>>>
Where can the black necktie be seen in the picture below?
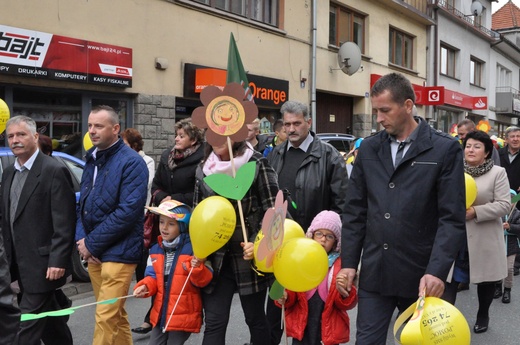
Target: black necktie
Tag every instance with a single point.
(399, 154)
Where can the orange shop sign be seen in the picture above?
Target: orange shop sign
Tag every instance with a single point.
(266, 91)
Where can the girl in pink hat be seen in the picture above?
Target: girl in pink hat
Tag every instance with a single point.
(319, 316)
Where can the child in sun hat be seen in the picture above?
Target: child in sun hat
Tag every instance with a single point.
(169, 266)
(319, 316)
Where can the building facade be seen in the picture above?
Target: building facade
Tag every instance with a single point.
(161, 53)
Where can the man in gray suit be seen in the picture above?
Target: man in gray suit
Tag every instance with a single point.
(39, 217)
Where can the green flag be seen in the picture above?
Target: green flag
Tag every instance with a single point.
(236, 72)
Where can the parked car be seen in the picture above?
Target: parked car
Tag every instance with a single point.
(342, 142)
(75, 166)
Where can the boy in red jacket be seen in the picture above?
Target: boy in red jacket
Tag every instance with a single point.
(319, 316)
(170, 264)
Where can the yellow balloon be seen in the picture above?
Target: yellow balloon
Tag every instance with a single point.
(291, 230)
(471, 190)
(434, 322)
(212, 224)
(300, 264)
(4, 115)
(87, 143)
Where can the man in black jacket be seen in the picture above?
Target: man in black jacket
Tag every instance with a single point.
(311, 172)
(404, 217)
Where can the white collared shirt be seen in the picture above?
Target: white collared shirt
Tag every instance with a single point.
(28, 164)
(304, 146)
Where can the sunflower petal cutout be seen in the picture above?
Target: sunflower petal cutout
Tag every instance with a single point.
(272, 227)
(224, 113)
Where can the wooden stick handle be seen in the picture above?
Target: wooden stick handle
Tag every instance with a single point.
(239, 202)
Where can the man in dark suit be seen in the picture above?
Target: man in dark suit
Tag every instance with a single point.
(404, 209)
(510, 161)
(38, 208)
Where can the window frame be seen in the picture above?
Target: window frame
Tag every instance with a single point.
(352, 16)
(394, 34)
(269, 13)
(476, 72)
(450, 52)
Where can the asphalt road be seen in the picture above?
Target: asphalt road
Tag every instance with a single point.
(503, 329)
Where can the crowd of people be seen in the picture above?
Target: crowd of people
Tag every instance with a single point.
(399, 202)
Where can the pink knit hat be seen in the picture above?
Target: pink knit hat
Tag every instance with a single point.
(328, 220)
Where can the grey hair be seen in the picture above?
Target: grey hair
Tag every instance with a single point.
(114, 117)
(16, 120)
(511, 129)
(295, 107)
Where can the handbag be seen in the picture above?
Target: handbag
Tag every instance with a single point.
(151, 223)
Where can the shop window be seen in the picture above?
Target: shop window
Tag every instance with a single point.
(448, 60)
(446, 119)
(400, 49)
(475, 73)
(346, 25)
(265, 11)
(504, 76)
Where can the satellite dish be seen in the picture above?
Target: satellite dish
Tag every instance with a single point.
(349, 58)
(476, 8)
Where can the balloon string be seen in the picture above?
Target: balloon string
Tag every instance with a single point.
(177, 302)
(283, 324)
(239, 202)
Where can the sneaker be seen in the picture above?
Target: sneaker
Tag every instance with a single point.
(498, 291)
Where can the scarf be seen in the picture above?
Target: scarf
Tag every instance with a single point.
(176, 156)
(479, 170)
(213, 165)
(169, 251)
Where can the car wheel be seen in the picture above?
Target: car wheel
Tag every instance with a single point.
(79, 267)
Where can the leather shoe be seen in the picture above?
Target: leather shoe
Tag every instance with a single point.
(498, 291)
(462, 287)
(506, 298)
(142, 330)
(481, 326)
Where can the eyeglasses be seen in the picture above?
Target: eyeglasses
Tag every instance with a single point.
(329, 237)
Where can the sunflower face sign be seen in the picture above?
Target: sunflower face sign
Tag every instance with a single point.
(434, 322)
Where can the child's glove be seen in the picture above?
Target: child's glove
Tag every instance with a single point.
(141, 291)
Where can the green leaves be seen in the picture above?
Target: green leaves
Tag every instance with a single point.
(233, 188)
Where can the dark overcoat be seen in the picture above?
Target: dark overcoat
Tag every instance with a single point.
(408, 221)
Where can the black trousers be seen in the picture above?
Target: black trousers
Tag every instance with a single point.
(217, 307)
(52, 330)
(374, 315)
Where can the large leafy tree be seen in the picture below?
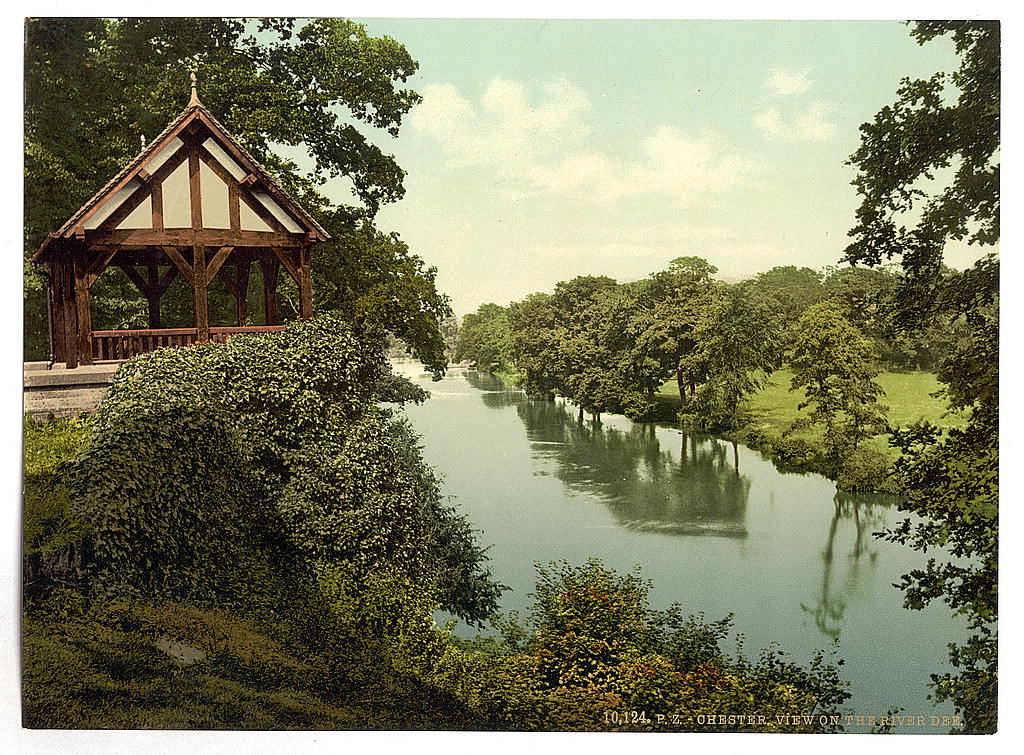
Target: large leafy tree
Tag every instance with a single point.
(737, 344)
(929, 173)
(485, 338)
(678, 296)
(93, 87)
(833, 364)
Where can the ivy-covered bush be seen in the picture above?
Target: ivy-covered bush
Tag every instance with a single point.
(225, 473)
(596, 649)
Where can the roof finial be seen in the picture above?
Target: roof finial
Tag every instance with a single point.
(195, 96)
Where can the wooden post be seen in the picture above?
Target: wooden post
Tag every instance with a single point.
(200, 283)
(242, 299)
(153, 295)
(83, 302)
(69, 320)
(269, 267)
(305, 286)
(56, 313)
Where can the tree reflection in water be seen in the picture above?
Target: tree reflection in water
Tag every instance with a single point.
(646, 489)
(867, 517)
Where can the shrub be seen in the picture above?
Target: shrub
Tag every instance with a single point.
(224, 474)
(865, 469)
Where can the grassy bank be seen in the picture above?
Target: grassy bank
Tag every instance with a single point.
(908, 397)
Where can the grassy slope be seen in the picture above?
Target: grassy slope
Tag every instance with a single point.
(908, 396)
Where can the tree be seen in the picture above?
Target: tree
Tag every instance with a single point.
(485, 338)
(946, 125)
(792, 290)
(93, 86)
(536, 337)
(832, 362)
(738, 341)
(678, 295)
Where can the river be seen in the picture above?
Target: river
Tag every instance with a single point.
(715, 528)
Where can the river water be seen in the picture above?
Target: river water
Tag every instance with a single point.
(715, 528)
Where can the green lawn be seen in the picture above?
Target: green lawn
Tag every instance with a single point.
(907, 394)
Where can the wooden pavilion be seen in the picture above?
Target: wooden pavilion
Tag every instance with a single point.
(194, 203)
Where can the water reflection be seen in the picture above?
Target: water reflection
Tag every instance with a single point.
(494, 391)
(648, 489)
(846, 580)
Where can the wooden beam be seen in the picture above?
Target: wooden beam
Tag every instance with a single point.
(269, 267)
(167, 279)
(70, 320)
(290, 264)
(242, 300)
(146, 190)
(158, 206)
(217, 261)
(244, 194)
(134, 277)
(83, 305)
(233, 208)
(195, 192)
(206, 237)
(153, 295)
(200, 295)
(183, 267)
(305, 286)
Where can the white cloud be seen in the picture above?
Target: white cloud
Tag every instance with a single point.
(782, 82)
(808, 125)
(540, 147)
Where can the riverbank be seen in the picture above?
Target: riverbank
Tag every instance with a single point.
(909, 397)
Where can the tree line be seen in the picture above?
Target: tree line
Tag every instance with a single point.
(94, 86)
(610, 346)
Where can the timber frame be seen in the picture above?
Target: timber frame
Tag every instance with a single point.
(194, 203)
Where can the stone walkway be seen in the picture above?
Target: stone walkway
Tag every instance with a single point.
(62, 392)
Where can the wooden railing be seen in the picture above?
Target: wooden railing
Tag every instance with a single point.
(123, 344)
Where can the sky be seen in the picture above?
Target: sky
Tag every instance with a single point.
(545, 150)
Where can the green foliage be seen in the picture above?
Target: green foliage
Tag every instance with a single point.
(368, 276)
(92, 86)
(225, 473)
(485, 338)
(596, 646)
(832, 363)
(737, 344)
(792, 290)
(51, 533)
(949, 121)
(176, 666)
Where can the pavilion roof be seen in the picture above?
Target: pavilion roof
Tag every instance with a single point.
(196, 111)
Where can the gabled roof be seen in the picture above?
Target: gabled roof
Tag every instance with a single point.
(135, 170)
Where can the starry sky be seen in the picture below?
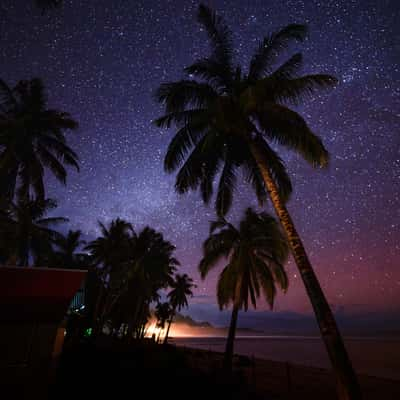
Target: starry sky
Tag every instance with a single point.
(102, 61)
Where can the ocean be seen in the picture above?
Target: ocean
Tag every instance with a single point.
(371, 356)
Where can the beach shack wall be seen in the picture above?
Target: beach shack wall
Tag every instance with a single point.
(33, 303)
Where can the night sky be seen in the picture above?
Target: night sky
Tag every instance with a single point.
(102, 60)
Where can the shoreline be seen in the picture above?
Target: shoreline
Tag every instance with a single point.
(286, 379)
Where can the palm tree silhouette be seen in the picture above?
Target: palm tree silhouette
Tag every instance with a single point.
(109, 253)
(29, 232)
(162, 313)
(181, 288)
(227, 119)
(256, 253)
(151, 269)
(32, 140)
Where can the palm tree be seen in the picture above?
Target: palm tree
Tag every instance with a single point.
(151, 269)
(162, 313)
(109, 253)
(255, 253)
(32, 140)
(181, 288)
(66, 255)
(227, 119)
(29, 232)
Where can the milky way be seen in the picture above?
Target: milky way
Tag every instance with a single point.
(102, 64)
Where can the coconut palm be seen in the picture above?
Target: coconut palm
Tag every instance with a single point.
(162, 313)
(151, 269)
(181, 288)
(29, 232)
(32, 140)
(109, 253)
(255, 252)
(227, 119)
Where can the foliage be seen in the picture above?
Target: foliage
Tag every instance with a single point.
(222, 108)
(32, 140)
(255, 252)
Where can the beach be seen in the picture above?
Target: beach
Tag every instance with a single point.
(286, 375)
(378, 357)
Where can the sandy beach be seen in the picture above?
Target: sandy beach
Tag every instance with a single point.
(290, 380)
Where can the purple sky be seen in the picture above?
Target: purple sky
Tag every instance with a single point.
(102, 64)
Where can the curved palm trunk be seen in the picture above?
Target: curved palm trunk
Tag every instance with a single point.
(230, 340)
(169, 325)
(347, 384)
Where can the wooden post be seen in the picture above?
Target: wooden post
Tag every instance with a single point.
(288, 378)
(253, 370)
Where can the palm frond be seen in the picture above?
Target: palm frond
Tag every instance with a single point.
(297, 90)
(270, 48)
(226, 187)
(288, 128)
(183, 141)
(211, 71)
(176, 96)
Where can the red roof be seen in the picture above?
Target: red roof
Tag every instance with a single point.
(39, 294)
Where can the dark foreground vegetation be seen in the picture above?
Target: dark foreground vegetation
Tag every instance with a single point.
(111, 369)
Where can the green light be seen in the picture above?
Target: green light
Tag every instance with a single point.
(88, 332)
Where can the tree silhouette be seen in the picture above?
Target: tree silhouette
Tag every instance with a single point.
(227, 119)
(32, 140)
(255, 252)
(181, 288)
(29, 233)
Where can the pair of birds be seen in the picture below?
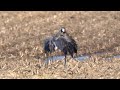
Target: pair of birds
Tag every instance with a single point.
(60, 41)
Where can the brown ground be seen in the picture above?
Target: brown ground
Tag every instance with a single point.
(22, 35)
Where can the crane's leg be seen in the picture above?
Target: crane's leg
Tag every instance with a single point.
(46, 61)
(65, 62)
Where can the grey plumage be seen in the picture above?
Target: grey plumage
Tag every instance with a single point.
(61, 41)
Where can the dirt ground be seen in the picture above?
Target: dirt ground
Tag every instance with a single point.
(21, 40)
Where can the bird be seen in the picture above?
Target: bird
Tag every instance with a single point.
(61, 41)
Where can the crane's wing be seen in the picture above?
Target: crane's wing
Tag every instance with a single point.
(64, 46)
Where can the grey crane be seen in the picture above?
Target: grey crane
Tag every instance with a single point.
(62, 41)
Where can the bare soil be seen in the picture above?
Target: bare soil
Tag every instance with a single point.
(21, 40)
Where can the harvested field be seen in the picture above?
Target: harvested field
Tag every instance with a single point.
(21, 40)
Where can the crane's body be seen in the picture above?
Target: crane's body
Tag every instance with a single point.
(61, 41)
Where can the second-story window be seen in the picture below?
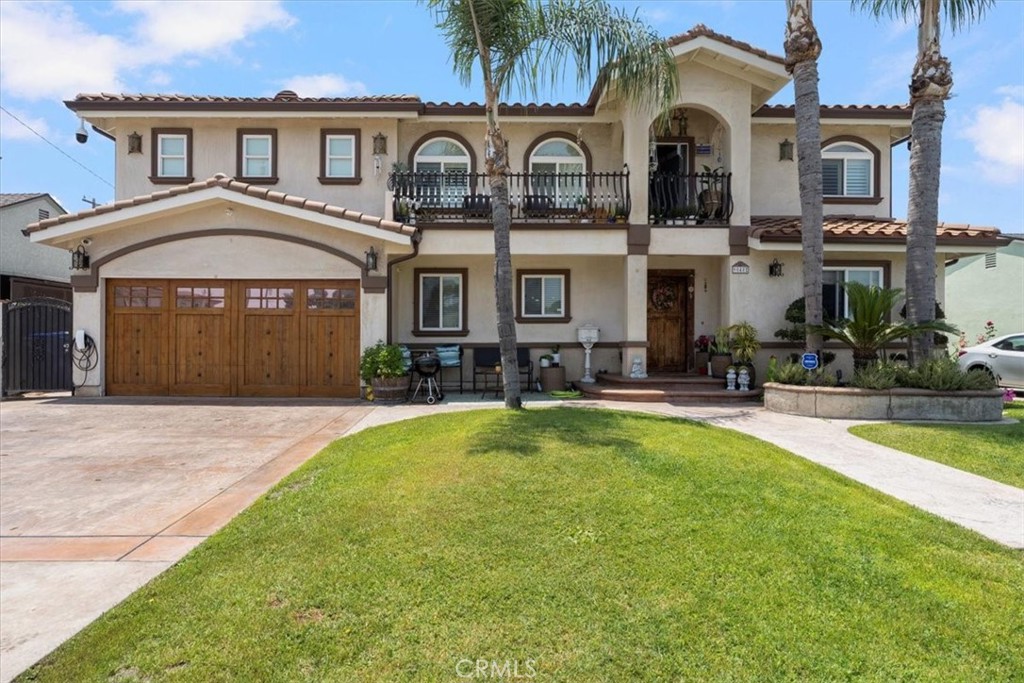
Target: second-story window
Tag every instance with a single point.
(171, 156)
(441, 166)
(257, 156)
(340, 157)
(557, 171)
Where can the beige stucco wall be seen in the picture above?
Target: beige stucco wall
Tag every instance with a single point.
(18, 256)
(595, 297)
(774, 183)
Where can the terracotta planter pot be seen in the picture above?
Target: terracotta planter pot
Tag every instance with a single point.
(719, 364)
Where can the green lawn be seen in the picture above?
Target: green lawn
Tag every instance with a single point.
(995, 452)
(587, 546)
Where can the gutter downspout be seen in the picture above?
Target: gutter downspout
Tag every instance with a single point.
(417, 238)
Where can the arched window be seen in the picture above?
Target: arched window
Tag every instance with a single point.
(442, 167)
(558, 170)
(847, 170)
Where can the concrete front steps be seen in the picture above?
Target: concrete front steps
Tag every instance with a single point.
(668, 387)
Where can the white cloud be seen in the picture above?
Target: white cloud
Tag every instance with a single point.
(325, 85)
(49, 52)
(12, 130)
(997, 134)
(1012, 91)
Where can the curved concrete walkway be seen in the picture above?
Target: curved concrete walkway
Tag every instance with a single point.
(100, 496)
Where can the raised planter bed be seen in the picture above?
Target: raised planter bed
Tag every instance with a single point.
(851, 403)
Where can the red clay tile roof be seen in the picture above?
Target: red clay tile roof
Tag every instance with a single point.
(840, 112)
(222, 180)
(701, 31)
(843, 228)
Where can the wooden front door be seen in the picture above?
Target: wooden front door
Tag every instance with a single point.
(232, 338)
(670, 319)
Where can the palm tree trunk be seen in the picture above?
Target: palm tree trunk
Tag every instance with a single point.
(802, 50)
(930, 87)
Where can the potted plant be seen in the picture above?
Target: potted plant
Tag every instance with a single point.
(701, 353)
(382, 368)
(744, 345)
(721, 352)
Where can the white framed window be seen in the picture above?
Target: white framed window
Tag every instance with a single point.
<<<
▸ Task brief: The required output is the exact sequence of lines from the one containing "Where can the wooden front" through the end of the listing, both endpoints included.

▸ Reply:
Where can the wooden front door be seen in the picture above?
Target: wooden front door
Tag every instance with a single point.
(232, 338)
(670, 319)
Where can the palm tree trunk be seen in the picture above?
Target: palm tree trunk
Tag every instance with a single point.
(802, 50)
(930, 87)
Where can the potted plant be seen in the picture above?
Target: potted plant
Tag every instance with a single point.
(701, 353)
(382, 368)
(744, 345)
(721, 352)
Where can the white framed window be seen in the picture above?
Target: white framed window
Tag every instance with a single point.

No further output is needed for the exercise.